Spanning Adjacency Oracles in Sublinear Time

by Greg Bodwin and Henry Fleischmann

Oded's comments

I view this work as falling withing the paradigm of local computation algorithms (LCAs). Recall that these algorithms are given access to an input oracle and emulate access to an output oracle, which may represent some substructure of the input, while making as few (i.e., sublinear) queries to the input oracle per each request to the output oracle. Typically, these algorithms are required to be history dependent (wrt prior requests to the output oracle), but the same randomness may be used in all invocations. Viewed from that perspective, the current study prposes to move some of the emulation work to a preprocessing stage so that all on-line requests can be served much faster. (In the current model, one may distinguish between algorithms that acccess only the data structure created at the preprocessed stage from algorithms that may also access the input oracle at the emulation stage.)

The main observation that pivots the new algorithms is that the high complexity of determining a sparse spanning subgraph is due to ``relatively dense'' subgraphs of the original graph, where a subgraph is called relatively dense if it has far more edges than vertices. However, finding spanning subgraphs of relatively dense graphs is relatively easy. Hence, the idea is to identify such subgraphs, use sparse spanning subgraphs for them, and use all edges that have endpoints in different subgraphs. (The foregoing description as well as the following pragraph refer to sparse spanning subgraphs; obtaining k-spanners requires a different structure.)

Needless to say, the above description is over-simplified. Actually, one iteratively groups vertices while maintaining a spanning tree in each group. The process proceeds in epochs such that in the $i$th epoch one deals with groups of approximate size $2^i$. Letting $n$ denote the nunber of vertices in the graph, in each epoch one selects at random $tildeO(n)$ edges with an endpoint in some group of the corresponding size. Edges to groups of similar or larger size are added to the spanning forest, causing the merging of the corresponding groups. Loosely speaking, the point is that, in epoch $i$, if a group of size $2^i$ has $Omega(2^i)$ edges going to groups of size at least $2^i$, then it will be merged to one of these groups, forming a group of size at least $2^{i+1}$ (for the next epoch). Hence, with high probability, at the end of the epoch, the number of edges between unmerged groups of size $2^i$ and groups of size at least $2^i$ is at most $o(n)$. The final subgraph will consist of the trees that span each of the resulting groups along with all edges between the different groups.

▶ _What to work on_
1) List every person named in the commentary on spanning adjacency oracles.
2) From the commentary on spanning adjacency oracles, reproduce word for word the passage that opens with the words containing "The main observation" and closes with "a different structure.)".

▶ _Collected data_
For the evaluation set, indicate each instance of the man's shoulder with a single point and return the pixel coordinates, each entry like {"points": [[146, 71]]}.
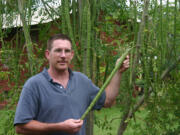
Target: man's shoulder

▶ _Results_
1) Greg Bodwin, Henry Fleischmann, Oded

2)
The main observation that pivots the new algorithms is that the high complexity of determining a sparse spanning subgraph is due to ``relatively dense'' subgraphs of the original graph, where a subgraph is called relatively dense if it has far more edges than vertices. However, finding spanning subgraphs of relatively dense graphs is relatively easy. Hence, the idea is to identify such subgraphs, use sparse spanning subgraphs for them, and use all edges that have endpoints in different subgraphs. (The foregoing description as well as the following pragraph refer to sparse spanning subgraphs; obtaining k-spanners requires a different structure.)